▼

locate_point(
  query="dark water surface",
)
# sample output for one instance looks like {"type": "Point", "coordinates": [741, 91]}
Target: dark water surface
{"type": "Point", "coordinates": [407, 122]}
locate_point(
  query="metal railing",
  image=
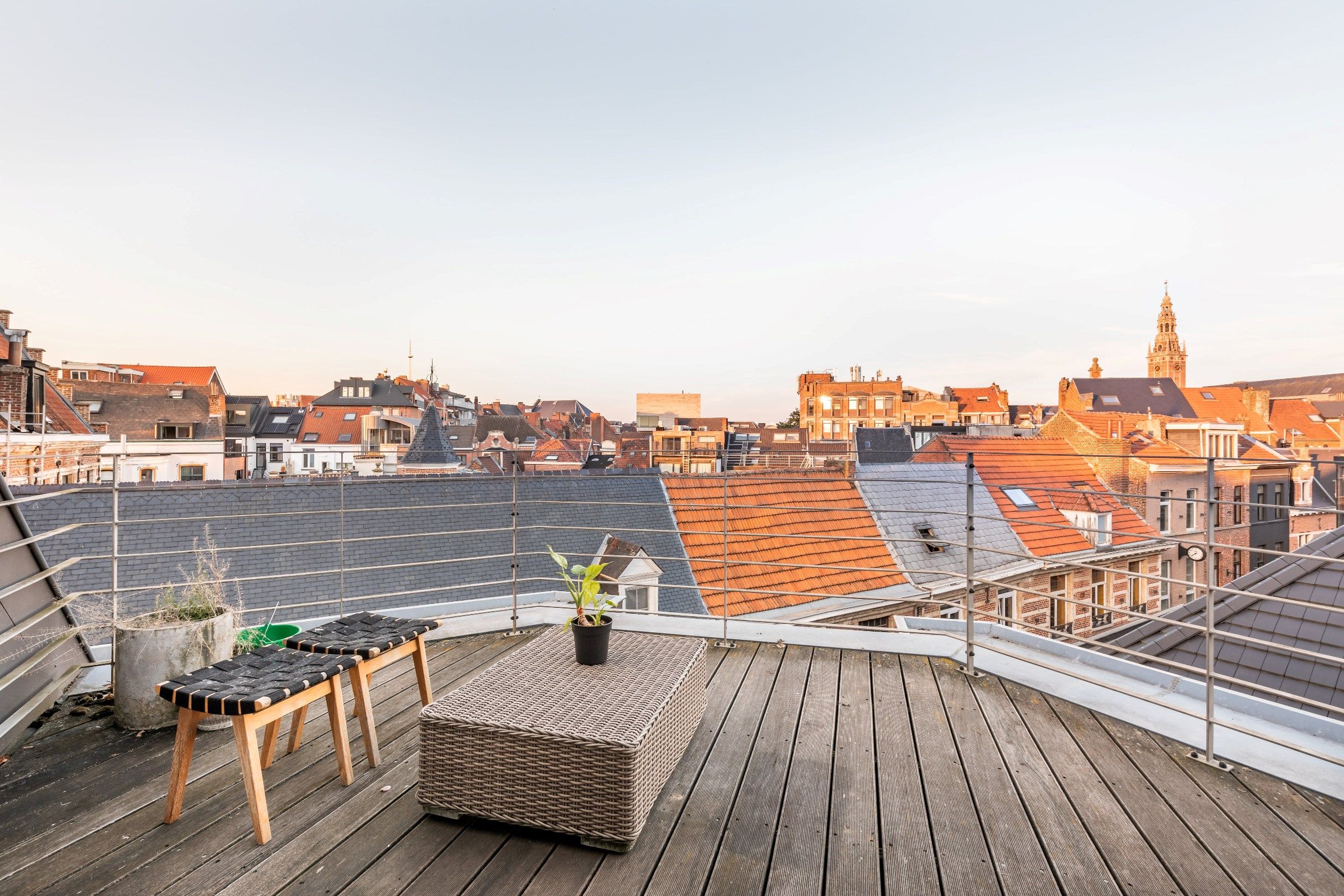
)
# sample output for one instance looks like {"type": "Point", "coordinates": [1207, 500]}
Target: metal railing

▲

__WHAT TO DO__
Give all the lines above again, character for character, without pictures.

__COMPLETE ANSWER__
locate_point(
  query="dark water surface",
)
# sample output for one instance looks like {"type": "Point", "coordinates": [741, 91]}
Target: dark water surface
{"type": "Point", "coordinates": [407, 122]}
locate_point(
  query="metal railing",
  image=
)
# sample output for one instance looks like {"type": "Point", "coordinates": [1207, 500]}
Target: metal railing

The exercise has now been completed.